Copy out the account of Aviva's cup, beginning at the words "Eventually the therapist" and stopping after "when the cup is tipped.", with "Doidy cup" renamed "training cup".

──────── Extract to read

With developmental delay, cerebral palsy and vision impairment, as well as some changes to her mouth structure following an accident, Aviva was coughing when she used most cups. She was not adequately swallowing the liquid and there was a danger that she would choke.
Her therapist experimented at length to find a cup from which Aviva could drink safely. The problem was when she got down to the liquid in the bottom of the cup – whereas most people just tip the cup up and tilt their head back so that the opposite side of the cup doesn’t hit their nose, Aviva was not able to do this and started coughing.
Her therapist tried several options, including adding several types of handles to a flexible cup that Aviva had tried previously, and a Provale Cup, which has a lid insert that delivers a set amount of liquid each time the cup is tipped. None of these worked well for Aviva – the Provale was too cumbersome for her, and the flexible cup slipped out of the handles when squeezed.
Eventually the therapist settled on a Doidy cup, an angled plastic cup that is intended for teaching babies how to drink from a rim rather than a spout. The effect of the angle is to create a lower rim on the opposite side, which solves the problem that occurs when the cup is tipped.
However, there was still another problem – the Doidy cup’s handles are designed for baby fingers, not those of a nineteen-year old, and Aviva simply couldn’t get her hands around them. Her therapist ‘s colleague suggested that TAD may be able to help.
Enter TAD volunteer and long-time solver of the insolvable, Barry Lees. Barry’s task was to create new handles that were 3cm away from the cup rather than the current 1cm, and 2cm in diameter.
“The existing handles were moulded as part of the cup,” Barry said. “It was made of a thin, greasy plastic that I knew wouldn’t glue well, so gluing on new handles wasn’t a good option.”
“I decided that the best approach was to make a new holder for the cup, with the handles on the holder. But this needed to be well clear of the area where she would be putting her mouth, and also it needed to fit fairly closely so it didn’t wobble or rattle while she was trying to drink, but still be easy to get in and out of the holder for cleaning.”
After checking that it wouldn’t be too difficult to obtain another cup if this one didn’t survive his experiments, Barry took a deep breath and cut off the handles. “I tried several holders made out of different materials that didn’t work,” he said. “The first one was made from stainless steel wire, but I found I couldn’t weld it successfully, and then I tried stainless steel sheet, but that didn’t look very nice.”

────────────────
──────── Data

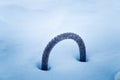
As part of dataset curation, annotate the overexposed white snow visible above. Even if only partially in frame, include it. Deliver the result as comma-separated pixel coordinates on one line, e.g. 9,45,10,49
0,0,120,80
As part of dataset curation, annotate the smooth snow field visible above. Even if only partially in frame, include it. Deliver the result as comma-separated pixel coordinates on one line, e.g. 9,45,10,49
0,0,120,80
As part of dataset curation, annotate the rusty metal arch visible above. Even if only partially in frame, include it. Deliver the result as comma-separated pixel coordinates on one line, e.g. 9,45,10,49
41,33,86,70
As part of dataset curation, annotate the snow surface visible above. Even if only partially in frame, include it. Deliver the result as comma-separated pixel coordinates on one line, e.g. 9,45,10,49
0,0,120,80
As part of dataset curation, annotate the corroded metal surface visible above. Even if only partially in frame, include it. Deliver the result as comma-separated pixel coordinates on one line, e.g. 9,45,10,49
41,33,86,70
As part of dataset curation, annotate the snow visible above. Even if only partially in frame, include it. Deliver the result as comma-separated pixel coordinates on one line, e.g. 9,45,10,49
0,0,120,80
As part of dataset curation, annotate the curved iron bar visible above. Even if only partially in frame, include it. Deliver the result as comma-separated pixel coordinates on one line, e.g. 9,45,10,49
41,33,86,70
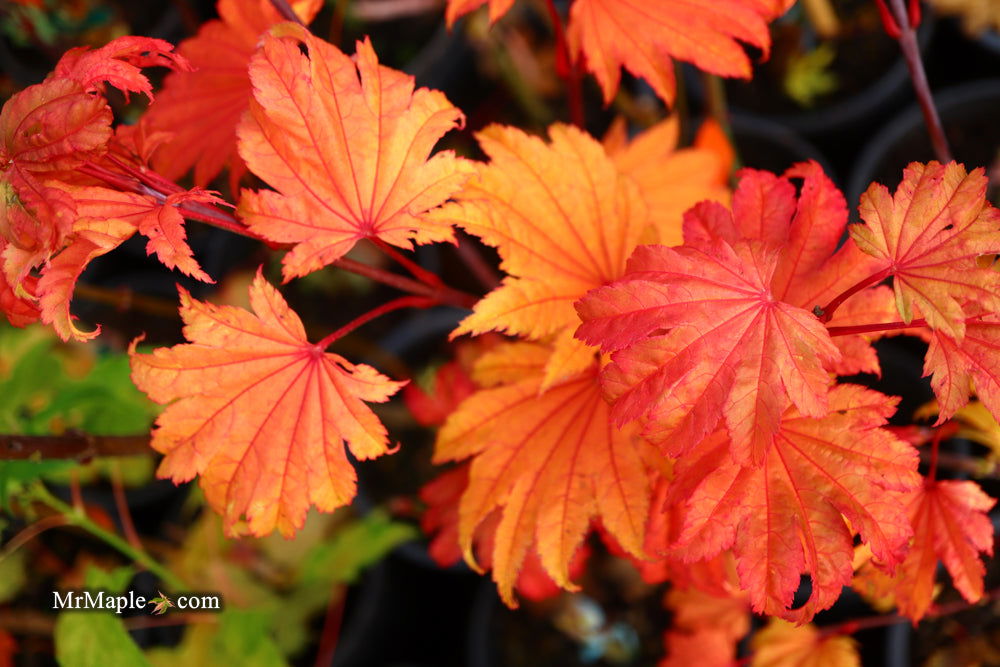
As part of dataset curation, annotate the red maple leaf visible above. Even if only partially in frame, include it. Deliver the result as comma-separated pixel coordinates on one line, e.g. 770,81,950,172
238,24,473,279
668,385,920,622
141,0,323,188
130,272,402,536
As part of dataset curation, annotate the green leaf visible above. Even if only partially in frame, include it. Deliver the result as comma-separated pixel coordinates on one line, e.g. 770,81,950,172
0,550,27,604
55,567,149,667
298,511,418,586
147,609,288,667
0,460,76,511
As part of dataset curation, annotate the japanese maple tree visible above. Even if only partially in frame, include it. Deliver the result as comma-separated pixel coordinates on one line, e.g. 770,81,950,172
0,0,1000,665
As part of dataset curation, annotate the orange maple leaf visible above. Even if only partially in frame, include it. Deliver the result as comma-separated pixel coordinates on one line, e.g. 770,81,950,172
602,115,733,245
567,0,793,105
924,316,1000,424
851,162,1000,341
445,0,794,105
433,124,649,383
24,182,220,340
578,240,840,465
141,0,323,192
657,588,750,667
577,162,900,463
50,35,191,100
434,343,655,607
668,384,921,622
750,618,861,667
894,479,996,623
238,24,473,280
129,271,403,536
420,463,590,601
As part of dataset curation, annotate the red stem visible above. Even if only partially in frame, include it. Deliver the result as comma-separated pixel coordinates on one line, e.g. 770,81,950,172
333,257,479,308
818,269,892,324
545,0,585,129
880,0,952,162
316,296,437,350
826,315,983,336
371,237,444,287
927,428,944,484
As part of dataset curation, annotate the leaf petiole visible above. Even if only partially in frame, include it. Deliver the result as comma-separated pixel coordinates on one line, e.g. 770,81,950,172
817,268,892,326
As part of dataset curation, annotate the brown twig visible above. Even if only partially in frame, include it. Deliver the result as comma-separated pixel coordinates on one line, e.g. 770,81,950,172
111,460,145,551
316,584,347,667
0,433,153,461
545,0,586,129
877,0,952,162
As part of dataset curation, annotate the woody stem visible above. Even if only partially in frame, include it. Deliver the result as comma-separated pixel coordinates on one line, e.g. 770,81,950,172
316,296,437,349
545,0,586,129
888,0,952,162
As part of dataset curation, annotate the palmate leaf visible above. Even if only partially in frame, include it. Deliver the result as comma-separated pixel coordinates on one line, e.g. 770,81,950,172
668,384,921,622
601,114,733,246
578,241,840,464
432,124,649,384
237,24,473,279
851,162,1000,341
567,0,793,104
577,163,892,464
141,0,323,192
434,343,655,606
445,0,794,104
894,480,996,623
0,37,188,339
130,272,402,536
750,618,861,667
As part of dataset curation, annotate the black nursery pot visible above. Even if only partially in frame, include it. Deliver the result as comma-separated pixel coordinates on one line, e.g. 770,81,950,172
731,114,837,182
685,0,934,138
847,79,1000,206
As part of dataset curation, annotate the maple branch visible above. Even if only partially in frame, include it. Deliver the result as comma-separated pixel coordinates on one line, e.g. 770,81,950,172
0,433,153,461
316,296,437,350
545,0,586,130
31,483,188,591
271,0,305,26
876,0,952,164
111,459,143,550
826,315,983,337
369,237,444,287
813,269,892,324
331,257,479,309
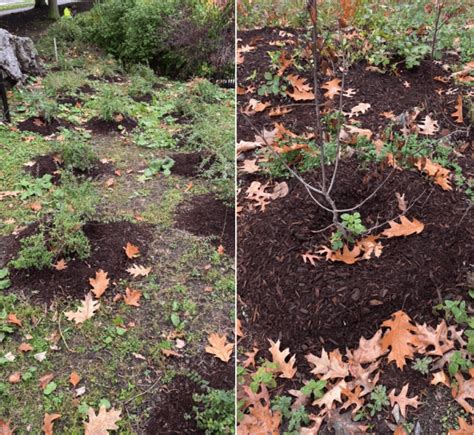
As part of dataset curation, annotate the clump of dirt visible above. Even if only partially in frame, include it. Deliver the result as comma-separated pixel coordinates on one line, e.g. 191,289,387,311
132,94,153,103
1,222,153,302
17,116,71,136
84,116,138,135
56,95,84,106
26,154,114,185
146,375,204,435
175,194,235,256
146,354,234,435
170,153,209,177
238,161,474,354
77,84,96,95
238,28,469,140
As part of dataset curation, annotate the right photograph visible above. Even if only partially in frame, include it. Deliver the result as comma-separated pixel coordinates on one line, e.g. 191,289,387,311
237,0,474,435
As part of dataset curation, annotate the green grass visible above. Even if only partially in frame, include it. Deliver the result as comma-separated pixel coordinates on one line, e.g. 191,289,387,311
0,40,234,434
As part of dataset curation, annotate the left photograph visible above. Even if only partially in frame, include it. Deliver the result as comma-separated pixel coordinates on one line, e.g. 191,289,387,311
0,0,235,435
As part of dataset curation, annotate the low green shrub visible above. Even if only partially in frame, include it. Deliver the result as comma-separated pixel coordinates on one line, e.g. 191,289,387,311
10,173,97,269
55,129,98,171
193,387,235,435
10,232,54,269
51,0,234,77
86,86,131,121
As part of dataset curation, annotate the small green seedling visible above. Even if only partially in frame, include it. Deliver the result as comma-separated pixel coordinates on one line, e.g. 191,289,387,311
138,157,174,183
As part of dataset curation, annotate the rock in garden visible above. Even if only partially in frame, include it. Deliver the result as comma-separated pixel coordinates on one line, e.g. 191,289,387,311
0,29,42,83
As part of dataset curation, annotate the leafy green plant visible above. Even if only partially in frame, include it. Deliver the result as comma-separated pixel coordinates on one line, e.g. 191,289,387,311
257,71,287,96
367,385,390,417
300,379,327,399
250,361,277,393
10,232,54,269
272,396,310,435
448,351,474,376
193,387,235,435
86,86,131,121
411,356,433,375
0,267,11,290
56,135,98,171
18,174,53,200
43,70,86,97
138,157,174,183
11,173,97,269
330,212,367,250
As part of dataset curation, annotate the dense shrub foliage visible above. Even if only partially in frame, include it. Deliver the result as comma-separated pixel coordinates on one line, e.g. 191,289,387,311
48,0,234,78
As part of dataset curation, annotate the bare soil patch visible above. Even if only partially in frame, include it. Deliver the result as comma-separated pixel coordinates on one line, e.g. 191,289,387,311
26,154,114,185
84,116,138,135
2,222,153,302
175,194,235,256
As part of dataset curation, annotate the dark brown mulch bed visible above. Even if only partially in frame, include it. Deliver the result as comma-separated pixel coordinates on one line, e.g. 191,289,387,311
0,222,153,302
238,28,469,140
238,162,474,363
77,84,96,95
146,375,204,435
0,0,94,37
132,94,153,103
17,116,71,136
146,354,234,435
175,194,235,256
26,154,114,185
170,153,207,177
84,116,138,135
56,95,84,106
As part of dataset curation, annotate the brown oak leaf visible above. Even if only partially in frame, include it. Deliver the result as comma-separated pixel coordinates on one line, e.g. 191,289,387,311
268,340,296,379
206,333,234,362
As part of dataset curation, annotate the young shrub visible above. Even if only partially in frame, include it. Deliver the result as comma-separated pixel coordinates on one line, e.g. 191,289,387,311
43,71,86,97
86,86,130,121
193,388,235,435
10,232,54,270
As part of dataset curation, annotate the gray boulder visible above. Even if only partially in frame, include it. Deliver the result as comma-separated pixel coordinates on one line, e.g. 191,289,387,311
0,29,43,83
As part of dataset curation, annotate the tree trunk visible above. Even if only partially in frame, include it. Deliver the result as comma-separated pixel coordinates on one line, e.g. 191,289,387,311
48,0,61,20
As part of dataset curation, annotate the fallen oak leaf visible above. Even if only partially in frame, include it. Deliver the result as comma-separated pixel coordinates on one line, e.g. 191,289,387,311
382,216,425,238
53,258,67,271
0,418,15,435
64,293,100,324
418,115,439,136
382,310,420,369
388,384,421,418
268,106,293,117
18,343,33,352
127,264,151,278
39,373,54,390
206,333,234,362
161,348,183,358
321,78,342,100
7,313,22,327
239,159,260,174
123,287,142,307
84,406,121,435
268,340,296,379
41,413,61,435
430,371,451,388
448,417,474,435
69,371,81,387
240,98,271,116
123,242,140,259
415,158,453,190
89,269,110,299
349,103,372,118
8,372,21,384
451,95,464,124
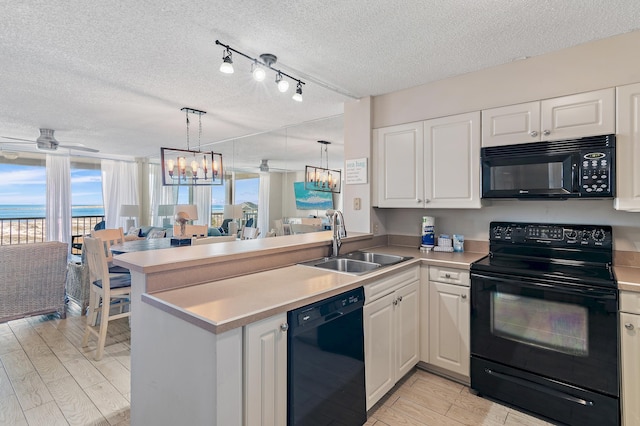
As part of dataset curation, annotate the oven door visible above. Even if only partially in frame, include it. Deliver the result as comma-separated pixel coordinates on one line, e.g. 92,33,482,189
471,273,619,397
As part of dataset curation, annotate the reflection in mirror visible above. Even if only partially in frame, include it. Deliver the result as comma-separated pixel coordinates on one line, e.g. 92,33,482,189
211,115,344,237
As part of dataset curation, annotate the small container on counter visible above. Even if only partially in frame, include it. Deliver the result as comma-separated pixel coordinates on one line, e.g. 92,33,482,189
453,234,464,253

────────────────

• Expected output
Eventually the therapist settled on a training cup, an angled plastic cup that is intended for teaching babies how to drink from a rim rather than a spout. The effect of the angle is to create a lower rim on the opposite side, which solves the problem that occurs when the cup is tipped.